# Extracted information start
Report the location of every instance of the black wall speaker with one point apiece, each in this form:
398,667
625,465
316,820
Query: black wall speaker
# Extracted information end
Present every line of the data above as a numbered list, omitting any blank lines.

1. Report the location of every instance of the black wall speaker with one point apiece, each in this form:
2. 398,667
3. 625,465
4. 316,820
5. Query: black wall speaker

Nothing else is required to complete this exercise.